• [CONSIGNE]:
D'après le texte sur le capitalisme, quelle classe sociale le capitalisme a-t-il sacrifiée pour englober l'ancienne classe ouvrière ? Répondez en quelques mots, s'il vous plaît.

• [TEXTE DE LA PAGE]:
▼

Car si l'on peut désormais penser que le capitalisme, dans la seconde moitié du xxe siècle est parvenu a englober, en l'internisant grâce à des suppressions massives de travail vivant, l'ancienne classe ouvrière, c'est en sacrifiant la classe sociale qui l'a conduit à cette «victoire», à savoir, la bourgeoisie. S'il n'y a plus désormais de contradiction de classe, au sens de Marx, et que le paradigme de la révolution prolétarienne est devenu caduc, ce n'est pas pour les raisons qu'en donnent les contempteurs récents et actuels de Marx. C'est que la décomposition-recomposition de la société, après Mai 68, s'est réalisée au nom de l'ancienne classe du travail, en cherchant à unifier le rapport social sous la forme d'un individu-démocratique, d'un citoyen-d'entreprise, d'un consommateur-de-droits-de-l'homme, etc. Cette tendance à unifier toute la société dans une agrégation solidariste de particules n'est rien d'autre que ce que le consensus ambiant nomme «l'homme ordinaire, l'homme du quotidien, du temps présent, de l'actualité», etc ... En passant à la trappe la détermination de classe dans la vie et l'œuvre de votre héros — c'est aussi cela qui vous fait dire qu'on ne peut pas s'identifier à un Talleyrand — vous semblez cautionner le neo-qualunquisme dominant d'aujourd'hui, où, en effet, n'importe quelle particule de capital peut devenir préfet, ministre, manager, journaliste, universitaire, c'est à dire s'activer pour valoriser sa «ressource humaine».

▲

• [Entrées d'un jeu de données de pointage]:
▼

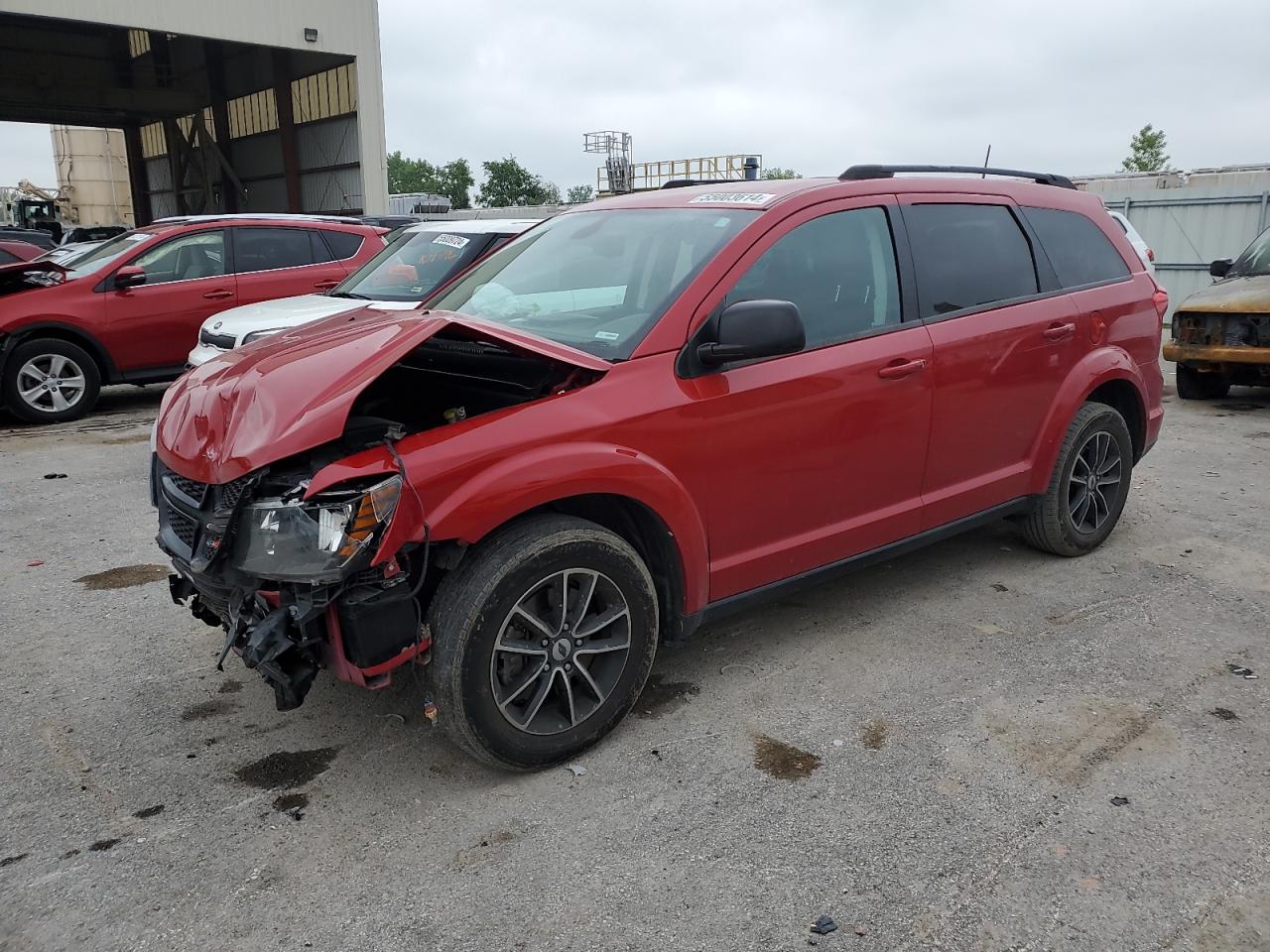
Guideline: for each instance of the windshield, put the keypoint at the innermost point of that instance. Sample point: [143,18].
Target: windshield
[1255,258]
[413,266]
[99,257]
[595,281]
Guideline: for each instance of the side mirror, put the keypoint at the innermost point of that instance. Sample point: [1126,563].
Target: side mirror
[751,329]
[128,277]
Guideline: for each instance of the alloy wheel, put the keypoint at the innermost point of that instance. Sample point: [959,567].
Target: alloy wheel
[1093,483]
[51,382]
[561,652]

▲

• [RÉPONSE]:
La bourgeoisie.